_REQUIRED TASK_
Output the lines below as a numbered list, skipping any blank lines. Leave the pictures out of your answer.

_A data block_
::::::::::

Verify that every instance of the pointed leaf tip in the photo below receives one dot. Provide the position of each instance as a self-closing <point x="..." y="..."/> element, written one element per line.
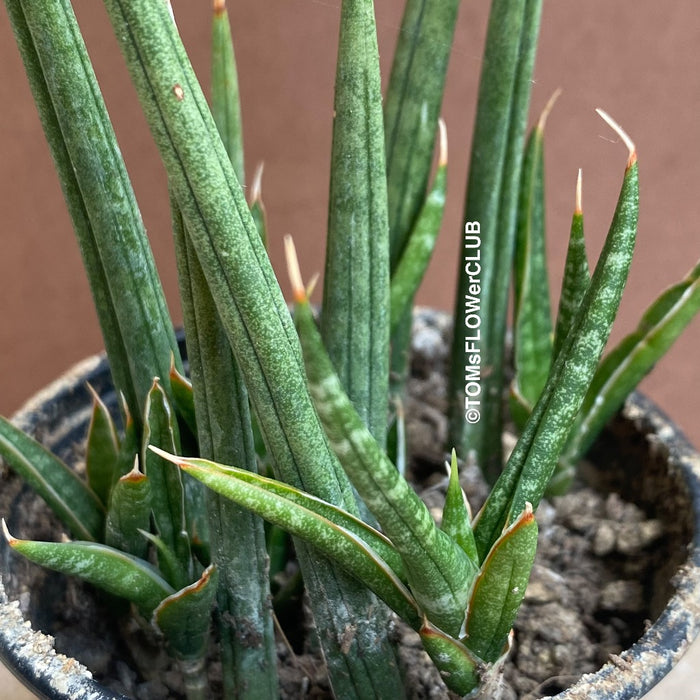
<point x="294" y="271"/>
<point x="632" y="159"/>
<point x="8" y="537"/>
<point x="256" y="186"/>
<point x="548" y="108"/>
<point x="579" y="193"/>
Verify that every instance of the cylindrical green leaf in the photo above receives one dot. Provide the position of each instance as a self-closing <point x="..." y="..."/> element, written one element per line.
<point x="576" y="275"/>
<point x="438" y="571"/>
<point x="115" y="241"/>
<point x="486" y="252"/>
<point x="257" y="322"/>
<point x="499" y="589"/>
<point x="129" y="513"/>
<point x="535" y="456"/>
<point x="236" y="536"/>
<point x="266" y="499"/>
<point x="355" y="318"/>
<point x="410" y="269"/>
<point x="107" y="568"/>
<point x="225" y="100"/>
<point x="68" y="496"/>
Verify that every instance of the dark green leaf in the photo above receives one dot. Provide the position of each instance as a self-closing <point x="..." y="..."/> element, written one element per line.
<point x="225" y="101"/>
<point x="456" y="517"/>
<point x="68" y="496"/>
<point x="107" y="568"/>
<point x="576" y="275"/>
<point x="270" y="500"/>
<point x="102" y="450"/>
<point x="532" y="332"/>
<point x="535" y="456"/>
<point x="129" y="512"/>
<point x="184" y="617"/>
<point x="490" y="216"/>
<point x="355" y="319"/>
<point x="410" y="269"/>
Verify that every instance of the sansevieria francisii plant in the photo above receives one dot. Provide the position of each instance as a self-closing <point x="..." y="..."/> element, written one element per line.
<point x="293" y="422"/>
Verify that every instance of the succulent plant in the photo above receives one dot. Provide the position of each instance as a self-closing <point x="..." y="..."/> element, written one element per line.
<point x="167" y="514"/>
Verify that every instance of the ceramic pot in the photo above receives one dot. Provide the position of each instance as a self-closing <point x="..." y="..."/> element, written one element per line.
<point x="641" y="454"/>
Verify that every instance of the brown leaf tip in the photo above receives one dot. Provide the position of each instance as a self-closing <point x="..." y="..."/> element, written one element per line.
<point x="442" y="162"/>
<point x="8" y="537"/>
<point x="256" y="187"/>
<point x="632" y="149"/>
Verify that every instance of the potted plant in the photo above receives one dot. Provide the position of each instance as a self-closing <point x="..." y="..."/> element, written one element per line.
<point x="172" y="548"/>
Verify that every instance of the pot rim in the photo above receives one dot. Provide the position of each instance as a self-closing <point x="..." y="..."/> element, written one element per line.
<point x="30" y="655"/>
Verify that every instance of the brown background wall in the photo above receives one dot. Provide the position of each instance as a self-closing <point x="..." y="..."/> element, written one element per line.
<point x="637" y="59"/>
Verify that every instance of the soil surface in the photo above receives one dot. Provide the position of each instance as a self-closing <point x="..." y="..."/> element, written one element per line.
<point x="592" y="591"/>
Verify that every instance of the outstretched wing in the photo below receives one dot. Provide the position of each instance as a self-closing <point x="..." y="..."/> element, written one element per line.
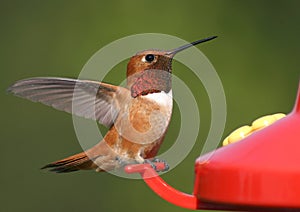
<point x="85" y="98"/>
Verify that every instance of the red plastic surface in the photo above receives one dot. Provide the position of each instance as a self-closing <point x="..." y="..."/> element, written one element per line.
<point x="160" y="187"/>
<point x="259" y="173"/>
<point x="262" y="170"/>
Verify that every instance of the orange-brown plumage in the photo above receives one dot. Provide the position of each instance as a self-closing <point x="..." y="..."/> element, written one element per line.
<point x="137" y="116"/>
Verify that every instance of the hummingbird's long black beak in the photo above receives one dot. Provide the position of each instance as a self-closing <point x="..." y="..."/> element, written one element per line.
<point x="181" y="48"/>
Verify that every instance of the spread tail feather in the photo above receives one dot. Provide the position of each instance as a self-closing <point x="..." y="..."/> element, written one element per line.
<point x="72" y="163"/>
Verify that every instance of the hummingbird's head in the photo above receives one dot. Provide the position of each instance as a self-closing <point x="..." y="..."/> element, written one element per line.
<point x="150" y="71"/>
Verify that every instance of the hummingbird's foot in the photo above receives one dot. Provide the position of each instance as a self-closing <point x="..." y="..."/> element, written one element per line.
<point x="156" y="160"/>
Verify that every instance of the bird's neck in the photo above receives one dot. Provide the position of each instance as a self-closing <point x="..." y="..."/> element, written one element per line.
<point x="150" y="81"/>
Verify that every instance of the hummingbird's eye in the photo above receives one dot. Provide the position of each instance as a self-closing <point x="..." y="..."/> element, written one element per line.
<point x="149" y="58"/>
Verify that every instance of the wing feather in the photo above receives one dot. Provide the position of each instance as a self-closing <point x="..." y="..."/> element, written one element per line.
<point x="85" y="98"/>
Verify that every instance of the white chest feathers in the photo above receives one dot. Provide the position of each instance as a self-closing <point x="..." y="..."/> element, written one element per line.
<point x="162" y="99"/>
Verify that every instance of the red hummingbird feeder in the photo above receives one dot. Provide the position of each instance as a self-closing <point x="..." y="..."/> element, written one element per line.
<point x="261" y="172"/>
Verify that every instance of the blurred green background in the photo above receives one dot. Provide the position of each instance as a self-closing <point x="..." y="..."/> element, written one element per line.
<point x="256" y="57"/>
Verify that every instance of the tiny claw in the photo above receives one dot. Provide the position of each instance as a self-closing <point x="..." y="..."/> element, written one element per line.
<point x="156" y="160"/>
<point x="147" y="161"/>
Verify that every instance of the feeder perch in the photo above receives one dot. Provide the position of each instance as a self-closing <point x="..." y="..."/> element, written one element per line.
<point x="259" y="173"/>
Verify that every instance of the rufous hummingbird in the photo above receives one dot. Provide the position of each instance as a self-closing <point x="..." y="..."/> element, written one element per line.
<point x="137" y="116"/>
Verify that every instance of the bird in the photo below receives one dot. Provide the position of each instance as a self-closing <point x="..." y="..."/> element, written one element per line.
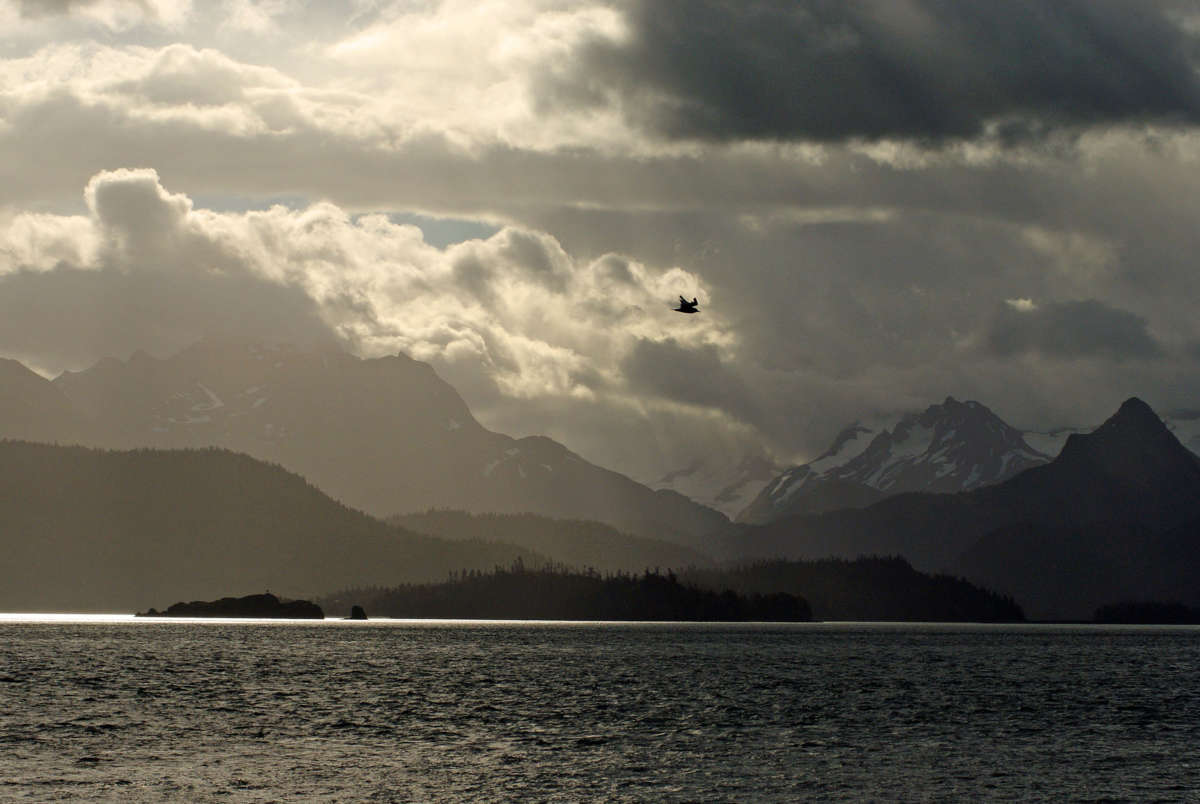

::::::::::

_THE REPLY_
1. Verify that every instance of the pointed leaf tip in the photo below receives one dot. Provide the position of each instance as a self-closing <point x="..." y="..."/> element, written one element per line.
2. <point x="294" y="271"/>
3. <point x="632" y="159"/>
4. <point x="8" y="537"/>
5. <point x="256" y="186"/>
6. <point x="548" y="108"/>
7. <point x="579" y="193"/>
8. Verify that every instance of the cylindrical green leaf in the photo above receives one dot. Provide the position of each instance as a self-closing <point x="..." y="..."/> element, written one element per line.
9. <point x="576" y="275"/>
10. <point x="438" y="571"/>
11. <point x="115" y="241"/>
12. <point x="486" y="252"/>
13. <point x="257" y="322"/>
14. <point x="499" y="589"/>
15. <point x="129" y="513"/>
16. <point x="535" y="456"/>
17. <point x="236" y="536"/>
18. <point x="266" y="499"/>
19. <point x="355" y="318"/>
20. <point x="410" y="269"/>
21. <point x="107" y="568"/>
22. <point x="225" y="100"/>
23. <point x="68" y="496"/>
24. Verify that every instance of the dark green leaf in the photo above receives one dot. Provide the position of each instance as a self-closing <point x="..." y="..."/> element, written one element per line.
25. <point x="225" y="101"/>
26. <point x="456" y="517"/>
27. <point x="68" y="496"/>
28. <point x="107" y="568"/>
29. <point x="576" y="275"/>
30. <point x="270" y="500"/>
31. <point x="102" y="450"/>
32. <point x="532" y="332"/>
33. <point x="535" y="456"/>
34. <point x="129" y="512"/>
35. <point x="184" y="617"/>
36. <point x="490" y="216"/>
37. <point x="355" y="319"/>
38. <point x="410" y="269"/>
39. Verify that every instance of the sansevieria francisii plant in the photo above receives one dot. Provide the position of each instance as a self-closing <point x="..." y="..."/> element, written one element per line.
40. <point x="293" y="422"/>
41. Verify that every instance of the succulent plant in the photo above receives one dot. Provide the position of each instance as a self-closing <point x="..." y="..."/> element, written one element per line.
42. <point x="167" y="514"/>
43. Verify that every instance of the ceramic pot in the photo above receives one dot. Provide the position of each instance as a self-closing <point x="..." y="..."/> element, written one element per line.
44. <point x="641" y="454"/>
45. Verify that every instance of the brown leaf tip in the photo above receives one dot. Provide the position of each instance as a self-closing <point x="..." y="..."/> element, written one element per line.
46. <point x="442" y="162"/>
47. <point x="8" y="537"/>
48. <point x="256" y="187"/>
49. <point x="632" y="149"/>
50. Verify that every instance of the potted plant in the photo above receives one dot. Provide the position of each instance as a self-closing <point x="..." y="..."/> element, written one element per line.
51. <point x="172" y="548"/>
52. Verify that every instance of the pot rim in the photo above receives one dot. Provide the position of each instance as a self-closing <point x="..." y="..."/> element, written one element per line.
53. <point x="30" y="655"/>
54. Verify that every instance of the brown background wall in the photo above receives one dot. Provide the position of each instance as a self-closing <point x="..." y="..."/> element, written one element per line.
55. <point x="637" y="59"/>
56. Verify that every instance of the soil surface in the photo above receives one dot. Provide the position of each instance as a self-closing <point x="..." y="..."/> element, written one element per line.
57. <point x="592" y="591"/>
58. Verify that every instance of the outstretched wing in the photo below receives one dot. Provide the position of each instance as a self-closing <point x="..." y="..."/> element, written one element per line.
59. <point x="85" y="98"/>
60. Verify that every instance of the red plastic surface in the photo above receives one dot. Provide the position of each instance as a self-closing <point x="..." y="..."/> element, written one element per line.
61. <point x="160" y="187"/>
62. <point x="259" y="173"/>
63. <point x="262" y="170"/>
64. Verify that every instance of the orange-brown plumage in the photo above receives one dot. Provide the position of each instance as a self-closing <point x="..." y="..."/> element, written one element per line.
65. <point x="137" y="116"/>
66. Verify that every instance of the hummingbird's long black beak in the photo above receives one dot. Provide the position of each instance as a self-closing <point x="..." y="..."/> element, written one element per line.
67. <point x="181" y="48"/>
68. Verify that every instance of the spread tail feather in the photo above receives one dot. Provide the position of each instance as a self-closing <point x="..." y="..."/> element, written one element per line.
69. <point x="72" y="163"/>
70. Verify that every instance of the hummingbird's head in the photo above receives one dot. Provide the position of each instance as a self-closing <point x="..." y="..."/> element, written one element per line.
71. <point x="150" y="71"/>
72. Verify that every instance of the hummingbird's foot in the photo above receives one dot. Provide the position of each instance as a self-closing <point x="..." y="..."/> element, written one element per line.
73. <point x="156" y="160"/>
74. Verify that every instance of the bird's neck in the photo above receives one dot. Provide the position of each instance as a self-closing <point x="..." y="..."/> element, written one element per line.
75. <point x="150" y="81"/>
76. Verify that every instance of the hummingbird's eye in the photo above receives one dot. Provide the position of each instance as a self-closing <point x="..." y="..."/> element, written one element per line.
77. <point x="149" y="58"/>
78. Verify that every instance of the wing feather in the photo above receives one dot. Provide the position of each instance as a self-closing <point x="..." y="..."/> element, written one element per line.
79. <point x="85" y="98"/>
80. Verify that every instance of the white chest feathers in the photo above receives one dot. Provide the position of each instance as a self-closing <point x="..." y="..."/> element, written one element per line.
81. <point x="162" y="99"/>
82. Verify that every instance of the red hummingbird feeder in the photo above receives one dot. Provide the position of each instance as a self-closing <point x="..." y="..."/> element, written one element per line.
83. <point x="261" y="172"/>
84. Verify that every instance of the blurred green background in the photo above receives one dot. Provide the position of each instance as a self-closing <point x="..." y="..."/> element, written one element per line.
85. <point x="256" y="57"/>
86. Verify that every instance of the tiny claw in the photo above receives one dot. Provide the position of each instance as a self-closing <point x="..." y="..."/> element, written one element per line.
87. <point x="156" y="160"/>
88. <point x="147" y="161"/>
89. Verify that every instance of the feeder perch in the photo above receives one dot. Provide the position of each instance as a self-closing <point x="..." y="..."/> element, written one element per line.
90. <point x="259" y="173"/>
91. Verify that every instance of the rufous hummingbird in the photo above receives one dot. Provide the position of each instance as a self-closing <point x="..." y="..."/> element, written one element per line.
92. <point x="137" y="116"/>
93. Verify that every instance of the bird in the photo below receives one dot. Provide the position of each instance as a self-closing <point x="..." y="..."/> element, written one element per line.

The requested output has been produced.